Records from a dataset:
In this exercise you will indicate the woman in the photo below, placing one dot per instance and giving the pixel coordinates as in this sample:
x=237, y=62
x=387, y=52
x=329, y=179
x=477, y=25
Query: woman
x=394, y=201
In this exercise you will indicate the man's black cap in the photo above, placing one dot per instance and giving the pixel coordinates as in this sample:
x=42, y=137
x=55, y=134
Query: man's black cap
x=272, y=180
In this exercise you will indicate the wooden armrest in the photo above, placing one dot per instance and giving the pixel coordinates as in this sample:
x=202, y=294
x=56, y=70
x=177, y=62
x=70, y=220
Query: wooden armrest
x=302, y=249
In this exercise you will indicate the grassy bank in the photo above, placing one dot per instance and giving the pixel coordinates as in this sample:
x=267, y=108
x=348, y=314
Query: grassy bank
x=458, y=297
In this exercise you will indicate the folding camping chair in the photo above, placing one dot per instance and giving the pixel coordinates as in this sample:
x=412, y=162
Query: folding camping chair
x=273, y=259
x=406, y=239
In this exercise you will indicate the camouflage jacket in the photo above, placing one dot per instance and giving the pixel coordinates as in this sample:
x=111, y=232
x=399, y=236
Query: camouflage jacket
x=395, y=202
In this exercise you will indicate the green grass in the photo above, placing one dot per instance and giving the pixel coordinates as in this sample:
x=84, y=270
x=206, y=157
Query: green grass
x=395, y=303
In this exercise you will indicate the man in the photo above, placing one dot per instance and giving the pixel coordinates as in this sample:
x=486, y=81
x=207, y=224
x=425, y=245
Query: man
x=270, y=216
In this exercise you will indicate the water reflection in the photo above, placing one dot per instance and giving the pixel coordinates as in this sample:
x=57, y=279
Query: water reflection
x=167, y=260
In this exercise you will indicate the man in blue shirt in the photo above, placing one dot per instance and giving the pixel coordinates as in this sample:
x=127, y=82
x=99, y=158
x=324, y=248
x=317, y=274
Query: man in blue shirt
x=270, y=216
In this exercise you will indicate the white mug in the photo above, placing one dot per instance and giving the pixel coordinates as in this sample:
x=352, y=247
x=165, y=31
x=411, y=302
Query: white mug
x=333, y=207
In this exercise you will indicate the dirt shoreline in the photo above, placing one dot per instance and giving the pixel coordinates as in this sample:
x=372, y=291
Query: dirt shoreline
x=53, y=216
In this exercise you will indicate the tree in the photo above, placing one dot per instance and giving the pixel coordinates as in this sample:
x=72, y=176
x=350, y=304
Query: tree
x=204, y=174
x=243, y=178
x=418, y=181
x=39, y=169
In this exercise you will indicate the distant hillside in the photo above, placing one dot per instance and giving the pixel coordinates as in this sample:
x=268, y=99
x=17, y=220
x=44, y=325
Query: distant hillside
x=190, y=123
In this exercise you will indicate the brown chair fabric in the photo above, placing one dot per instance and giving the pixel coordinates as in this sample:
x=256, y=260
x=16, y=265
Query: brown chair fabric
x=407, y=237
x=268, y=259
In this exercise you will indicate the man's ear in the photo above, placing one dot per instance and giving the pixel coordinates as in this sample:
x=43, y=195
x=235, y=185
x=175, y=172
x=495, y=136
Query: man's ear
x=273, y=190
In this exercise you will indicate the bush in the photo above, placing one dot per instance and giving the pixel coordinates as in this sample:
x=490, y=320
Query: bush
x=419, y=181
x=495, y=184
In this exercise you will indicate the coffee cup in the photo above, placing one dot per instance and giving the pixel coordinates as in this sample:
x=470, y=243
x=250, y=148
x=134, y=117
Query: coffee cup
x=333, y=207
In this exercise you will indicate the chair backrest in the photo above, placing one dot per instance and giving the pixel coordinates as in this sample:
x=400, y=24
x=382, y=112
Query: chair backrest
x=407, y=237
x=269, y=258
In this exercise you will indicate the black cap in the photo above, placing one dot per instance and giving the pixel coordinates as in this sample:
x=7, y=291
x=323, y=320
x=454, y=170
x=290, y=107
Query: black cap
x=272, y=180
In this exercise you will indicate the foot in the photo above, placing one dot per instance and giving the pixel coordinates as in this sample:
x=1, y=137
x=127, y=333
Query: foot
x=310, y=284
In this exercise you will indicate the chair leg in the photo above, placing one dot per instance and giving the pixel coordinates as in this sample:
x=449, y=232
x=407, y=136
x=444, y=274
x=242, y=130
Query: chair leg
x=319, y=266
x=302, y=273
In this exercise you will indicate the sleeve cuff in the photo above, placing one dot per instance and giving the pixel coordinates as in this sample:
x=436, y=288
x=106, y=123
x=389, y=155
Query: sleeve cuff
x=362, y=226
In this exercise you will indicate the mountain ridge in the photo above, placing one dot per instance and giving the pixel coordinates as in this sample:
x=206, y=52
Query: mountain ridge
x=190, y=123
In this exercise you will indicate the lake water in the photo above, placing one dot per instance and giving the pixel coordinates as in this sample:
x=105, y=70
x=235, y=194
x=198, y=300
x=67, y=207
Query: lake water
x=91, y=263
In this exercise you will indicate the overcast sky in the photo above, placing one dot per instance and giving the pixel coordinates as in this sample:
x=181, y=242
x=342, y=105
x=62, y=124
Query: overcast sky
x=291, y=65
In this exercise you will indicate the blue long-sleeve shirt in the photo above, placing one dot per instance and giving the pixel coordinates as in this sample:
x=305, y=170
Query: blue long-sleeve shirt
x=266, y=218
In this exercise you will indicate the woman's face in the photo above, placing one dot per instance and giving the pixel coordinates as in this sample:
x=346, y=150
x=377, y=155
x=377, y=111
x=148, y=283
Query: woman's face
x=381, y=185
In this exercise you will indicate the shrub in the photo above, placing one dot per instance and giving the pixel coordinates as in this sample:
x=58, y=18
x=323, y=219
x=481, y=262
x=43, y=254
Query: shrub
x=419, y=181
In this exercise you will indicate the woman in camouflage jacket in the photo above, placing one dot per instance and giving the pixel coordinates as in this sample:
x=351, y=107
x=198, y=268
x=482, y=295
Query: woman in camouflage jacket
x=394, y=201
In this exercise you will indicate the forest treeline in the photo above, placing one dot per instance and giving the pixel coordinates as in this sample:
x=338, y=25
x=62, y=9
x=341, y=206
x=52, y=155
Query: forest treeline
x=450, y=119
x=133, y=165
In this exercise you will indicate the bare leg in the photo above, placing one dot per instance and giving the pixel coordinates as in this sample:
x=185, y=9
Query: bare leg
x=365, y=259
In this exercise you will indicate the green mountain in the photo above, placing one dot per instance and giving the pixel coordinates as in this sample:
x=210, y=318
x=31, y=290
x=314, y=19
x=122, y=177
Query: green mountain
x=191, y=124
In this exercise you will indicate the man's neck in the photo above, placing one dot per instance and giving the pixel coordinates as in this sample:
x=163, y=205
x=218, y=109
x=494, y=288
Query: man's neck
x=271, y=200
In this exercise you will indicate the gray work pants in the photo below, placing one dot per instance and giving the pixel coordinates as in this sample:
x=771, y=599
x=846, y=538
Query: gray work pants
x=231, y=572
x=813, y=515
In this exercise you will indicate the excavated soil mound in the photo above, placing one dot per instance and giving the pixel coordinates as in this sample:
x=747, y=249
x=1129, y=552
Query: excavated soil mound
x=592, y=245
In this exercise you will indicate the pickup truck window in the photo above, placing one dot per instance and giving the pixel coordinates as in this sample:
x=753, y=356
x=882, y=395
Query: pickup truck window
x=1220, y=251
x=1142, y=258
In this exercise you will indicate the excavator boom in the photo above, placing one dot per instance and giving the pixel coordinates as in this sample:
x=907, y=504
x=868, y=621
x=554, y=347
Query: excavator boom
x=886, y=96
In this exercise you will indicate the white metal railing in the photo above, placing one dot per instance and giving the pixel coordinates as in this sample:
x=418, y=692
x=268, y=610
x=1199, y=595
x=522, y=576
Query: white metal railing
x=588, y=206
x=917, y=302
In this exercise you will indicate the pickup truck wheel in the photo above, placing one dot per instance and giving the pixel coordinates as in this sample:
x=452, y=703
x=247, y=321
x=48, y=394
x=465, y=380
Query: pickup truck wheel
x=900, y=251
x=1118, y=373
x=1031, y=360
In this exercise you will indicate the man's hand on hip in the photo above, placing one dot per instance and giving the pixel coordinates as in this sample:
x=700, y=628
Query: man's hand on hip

• [Your objective] Determine how many lines above contain the word "hand", then give the number by itself.

• [Answer to the problem] 2